> _Aim_
Could you retype the data below, starting at the line that contains "Exercise. For every instance of the white coffee" and ending at the line that contains "170), (40, 231)]", keeping both of those lines and changing nothing?

> _Stored data_
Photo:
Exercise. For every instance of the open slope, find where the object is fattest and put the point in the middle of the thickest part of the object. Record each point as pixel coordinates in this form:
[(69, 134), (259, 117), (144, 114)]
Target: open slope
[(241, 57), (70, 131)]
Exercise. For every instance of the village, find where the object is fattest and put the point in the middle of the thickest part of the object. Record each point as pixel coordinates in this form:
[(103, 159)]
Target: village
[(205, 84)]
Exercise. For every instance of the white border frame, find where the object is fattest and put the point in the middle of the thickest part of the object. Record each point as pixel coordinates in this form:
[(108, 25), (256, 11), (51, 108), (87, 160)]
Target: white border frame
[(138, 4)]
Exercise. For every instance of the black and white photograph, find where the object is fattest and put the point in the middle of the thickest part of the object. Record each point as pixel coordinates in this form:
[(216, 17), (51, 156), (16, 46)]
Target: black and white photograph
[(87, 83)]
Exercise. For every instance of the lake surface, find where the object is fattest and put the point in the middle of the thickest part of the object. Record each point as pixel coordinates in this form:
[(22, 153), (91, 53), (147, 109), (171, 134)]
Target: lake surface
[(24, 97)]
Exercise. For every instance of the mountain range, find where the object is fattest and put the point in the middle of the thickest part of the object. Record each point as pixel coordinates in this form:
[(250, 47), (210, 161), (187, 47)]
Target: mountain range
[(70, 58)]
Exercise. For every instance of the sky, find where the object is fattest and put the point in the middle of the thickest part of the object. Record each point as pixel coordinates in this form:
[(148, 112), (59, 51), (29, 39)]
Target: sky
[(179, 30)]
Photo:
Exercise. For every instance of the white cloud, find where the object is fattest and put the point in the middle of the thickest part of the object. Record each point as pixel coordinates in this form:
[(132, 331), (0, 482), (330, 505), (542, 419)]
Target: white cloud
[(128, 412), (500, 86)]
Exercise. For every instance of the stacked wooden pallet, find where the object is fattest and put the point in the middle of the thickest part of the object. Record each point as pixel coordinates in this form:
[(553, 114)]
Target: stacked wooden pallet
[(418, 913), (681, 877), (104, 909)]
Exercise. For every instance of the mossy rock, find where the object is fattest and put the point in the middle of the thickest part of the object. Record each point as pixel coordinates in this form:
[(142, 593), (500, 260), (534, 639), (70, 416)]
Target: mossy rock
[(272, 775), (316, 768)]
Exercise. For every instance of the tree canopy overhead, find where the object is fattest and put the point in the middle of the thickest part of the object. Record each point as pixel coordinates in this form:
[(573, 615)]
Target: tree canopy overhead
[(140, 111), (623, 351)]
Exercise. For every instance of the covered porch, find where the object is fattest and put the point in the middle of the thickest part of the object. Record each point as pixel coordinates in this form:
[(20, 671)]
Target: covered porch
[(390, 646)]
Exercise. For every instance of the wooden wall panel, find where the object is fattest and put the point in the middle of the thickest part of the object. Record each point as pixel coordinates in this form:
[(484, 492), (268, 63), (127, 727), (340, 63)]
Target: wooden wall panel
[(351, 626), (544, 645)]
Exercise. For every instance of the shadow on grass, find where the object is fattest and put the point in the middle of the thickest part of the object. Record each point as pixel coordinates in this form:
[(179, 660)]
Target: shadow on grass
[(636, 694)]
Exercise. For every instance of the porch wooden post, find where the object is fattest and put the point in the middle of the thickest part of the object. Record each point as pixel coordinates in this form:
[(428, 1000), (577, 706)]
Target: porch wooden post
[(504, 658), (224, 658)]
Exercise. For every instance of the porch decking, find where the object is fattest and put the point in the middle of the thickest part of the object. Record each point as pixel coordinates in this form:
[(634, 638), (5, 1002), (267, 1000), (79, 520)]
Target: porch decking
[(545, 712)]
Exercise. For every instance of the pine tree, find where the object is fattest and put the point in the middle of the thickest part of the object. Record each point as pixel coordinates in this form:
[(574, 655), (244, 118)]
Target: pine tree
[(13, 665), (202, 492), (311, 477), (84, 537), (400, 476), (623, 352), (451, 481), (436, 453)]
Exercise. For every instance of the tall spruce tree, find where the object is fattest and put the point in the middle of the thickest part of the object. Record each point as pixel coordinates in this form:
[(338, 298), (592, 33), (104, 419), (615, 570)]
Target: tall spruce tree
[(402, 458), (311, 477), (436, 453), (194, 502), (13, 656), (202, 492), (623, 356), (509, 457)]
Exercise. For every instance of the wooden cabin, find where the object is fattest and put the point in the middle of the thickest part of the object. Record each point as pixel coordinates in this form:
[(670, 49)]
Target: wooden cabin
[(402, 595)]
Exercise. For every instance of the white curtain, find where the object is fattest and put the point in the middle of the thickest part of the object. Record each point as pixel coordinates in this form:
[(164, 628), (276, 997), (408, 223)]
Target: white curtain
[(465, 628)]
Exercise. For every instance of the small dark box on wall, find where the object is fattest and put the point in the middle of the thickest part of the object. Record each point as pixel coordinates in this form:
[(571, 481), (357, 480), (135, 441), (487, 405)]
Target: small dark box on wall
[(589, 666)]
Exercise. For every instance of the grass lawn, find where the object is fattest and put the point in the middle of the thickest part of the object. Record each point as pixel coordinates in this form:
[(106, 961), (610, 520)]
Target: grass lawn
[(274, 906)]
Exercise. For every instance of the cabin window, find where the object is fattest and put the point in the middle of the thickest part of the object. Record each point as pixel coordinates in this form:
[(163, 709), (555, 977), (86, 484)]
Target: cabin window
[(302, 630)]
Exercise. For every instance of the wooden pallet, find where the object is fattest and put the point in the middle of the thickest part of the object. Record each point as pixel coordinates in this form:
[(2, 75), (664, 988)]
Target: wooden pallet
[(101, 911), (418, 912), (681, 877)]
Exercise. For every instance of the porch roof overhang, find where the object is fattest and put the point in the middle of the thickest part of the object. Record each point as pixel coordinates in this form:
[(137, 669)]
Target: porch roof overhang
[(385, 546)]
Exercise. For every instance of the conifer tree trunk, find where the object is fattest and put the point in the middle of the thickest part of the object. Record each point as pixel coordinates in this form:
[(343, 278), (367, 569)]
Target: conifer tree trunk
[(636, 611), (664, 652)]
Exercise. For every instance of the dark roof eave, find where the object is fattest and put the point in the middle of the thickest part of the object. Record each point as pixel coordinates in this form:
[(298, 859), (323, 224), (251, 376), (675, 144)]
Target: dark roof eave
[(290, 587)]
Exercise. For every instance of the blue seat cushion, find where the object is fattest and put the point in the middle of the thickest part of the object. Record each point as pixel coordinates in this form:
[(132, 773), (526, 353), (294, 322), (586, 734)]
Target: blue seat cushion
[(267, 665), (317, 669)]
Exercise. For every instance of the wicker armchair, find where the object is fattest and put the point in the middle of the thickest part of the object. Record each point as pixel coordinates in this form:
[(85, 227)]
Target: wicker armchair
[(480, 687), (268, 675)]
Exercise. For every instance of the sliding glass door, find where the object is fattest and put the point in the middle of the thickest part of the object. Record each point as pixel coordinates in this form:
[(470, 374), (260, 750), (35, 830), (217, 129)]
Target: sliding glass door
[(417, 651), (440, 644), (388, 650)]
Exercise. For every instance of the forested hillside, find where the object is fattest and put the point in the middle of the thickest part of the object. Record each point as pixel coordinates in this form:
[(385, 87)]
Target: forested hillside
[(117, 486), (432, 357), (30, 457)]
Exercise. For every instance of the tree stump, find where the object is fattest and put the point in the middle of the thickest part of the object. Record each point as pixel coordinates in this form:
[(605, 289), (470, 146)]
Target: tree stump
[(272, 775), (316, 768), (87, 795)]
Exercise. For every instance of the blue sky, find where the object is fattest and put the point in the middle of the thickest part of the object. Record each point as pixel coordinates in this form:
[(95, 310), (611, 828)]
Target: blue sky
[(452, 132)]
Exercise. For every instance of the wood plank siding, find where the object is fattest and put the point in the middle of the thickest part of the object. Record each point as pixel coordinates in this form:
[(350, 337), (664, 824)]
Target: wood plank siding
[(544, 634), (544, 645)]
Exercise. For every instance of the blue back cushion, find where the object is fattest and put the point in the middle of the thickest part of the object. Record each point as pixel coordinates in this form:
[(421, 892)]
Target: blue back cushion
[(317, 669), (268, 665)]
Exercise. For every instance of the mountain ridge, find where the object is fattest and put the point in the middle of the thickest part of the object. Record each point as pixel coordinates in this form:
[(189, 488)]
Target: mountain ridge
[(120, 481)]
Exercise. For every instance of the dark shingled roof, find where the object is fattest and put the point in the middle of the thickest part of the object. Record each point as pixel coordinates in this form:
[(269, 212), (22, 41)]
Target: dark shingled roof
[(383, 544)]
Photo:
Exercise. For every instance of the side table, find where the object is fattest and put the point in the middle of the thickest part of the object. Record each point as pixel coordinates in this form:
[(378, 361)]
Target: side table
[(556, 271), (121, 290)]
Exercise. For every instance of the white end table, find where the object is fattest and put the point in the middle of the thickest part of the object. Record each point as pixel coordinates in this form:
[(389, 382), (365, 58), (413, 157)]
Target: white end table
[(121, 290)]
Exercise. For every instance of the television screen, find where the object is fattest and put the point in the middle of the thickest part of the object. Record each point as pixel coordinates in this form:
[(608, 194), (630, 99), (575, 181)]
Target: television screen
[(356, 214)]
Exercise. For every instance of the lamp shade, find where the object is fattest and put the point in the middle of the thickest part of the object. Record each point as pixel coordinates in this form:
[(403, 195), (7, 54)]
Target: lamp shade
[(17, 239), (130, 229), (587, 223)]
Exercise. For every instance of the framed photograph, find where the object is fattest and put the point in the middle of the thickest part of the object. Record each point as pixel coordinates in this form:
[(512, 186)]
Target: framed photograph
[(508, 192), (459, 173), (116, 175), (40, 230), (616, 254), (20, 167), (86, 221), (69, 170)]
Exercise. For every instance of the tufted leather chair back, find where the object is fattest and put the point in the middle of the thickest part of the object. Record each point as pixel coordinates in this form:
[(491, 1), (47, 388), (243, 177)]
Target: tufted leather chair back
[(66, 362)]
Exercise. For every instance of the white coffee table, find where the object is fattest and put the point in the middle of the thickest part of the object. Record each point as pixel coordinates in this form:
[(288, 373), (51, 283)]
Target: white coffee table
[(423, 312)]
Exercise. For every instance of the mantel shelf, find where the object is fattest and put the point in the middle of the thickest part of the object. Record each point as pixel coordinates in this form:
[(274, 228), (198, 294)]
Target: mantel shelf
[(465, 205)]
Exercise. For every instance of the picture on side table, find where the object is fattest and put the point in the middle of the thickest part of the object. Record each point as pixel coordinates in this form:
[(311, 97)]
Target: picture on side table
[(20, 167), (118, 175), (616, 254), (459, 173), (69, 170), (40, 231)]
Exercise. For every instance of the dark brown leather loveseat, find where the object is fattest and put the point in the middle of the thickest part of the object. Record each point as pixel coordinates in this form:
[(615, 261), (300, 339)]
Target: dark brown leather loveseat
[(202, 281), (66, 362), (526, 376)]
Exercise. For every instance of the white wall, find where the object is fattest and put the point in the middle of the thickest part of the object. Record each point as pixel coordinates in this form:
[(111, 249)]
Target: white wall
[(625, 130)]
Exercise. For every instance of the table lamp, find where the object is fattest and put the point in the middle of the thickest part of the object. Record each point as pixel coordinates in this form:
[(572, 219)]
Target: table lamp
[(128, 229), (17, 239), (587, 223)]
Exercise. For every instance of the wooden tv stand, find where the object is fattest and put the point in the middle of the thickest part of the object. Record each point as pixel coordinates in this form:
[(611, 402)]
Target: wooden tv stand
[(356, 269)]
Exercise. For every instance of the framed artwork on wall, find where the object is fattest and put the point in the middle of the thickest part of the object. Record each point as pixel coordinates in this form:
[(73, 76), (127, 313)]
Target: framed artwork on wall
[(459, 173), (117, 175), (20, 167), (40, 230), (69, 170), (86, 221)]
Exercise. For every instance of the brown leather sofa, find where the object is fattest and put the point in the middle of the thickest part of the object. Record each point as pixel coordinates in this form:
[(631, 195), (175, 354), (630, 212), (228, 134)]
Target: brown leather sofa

> _Solution for this task_
Exercise. For every instance of the white coffee table, find where the object is fattest and put the point in the middle of the thickest part of the object. Record each point as pixel coordinates in this form:
[(288, 373), (51, 283)]
Target: white coffee table
[(423, 312)]
Exercise. For every instance of the mantel shelf, find where the object is fattest and put the point in the middle of the thickest part of the object. Record each point as pixel coordinates in this form:
[(274, 228), (198, 294)]
Target: mantel shelf
[(465, 205)]
Exercise. For every instance of the picture on side table, find where the object is fattest and put the point in the middle of the thickest part of the object. Record each point as pixel coordinates in this form:
[(311, 97)]
Target: picture on side table
[(20, 167), (118, 175), (616, 254), (459, 173), (69, 170), (40, 231)]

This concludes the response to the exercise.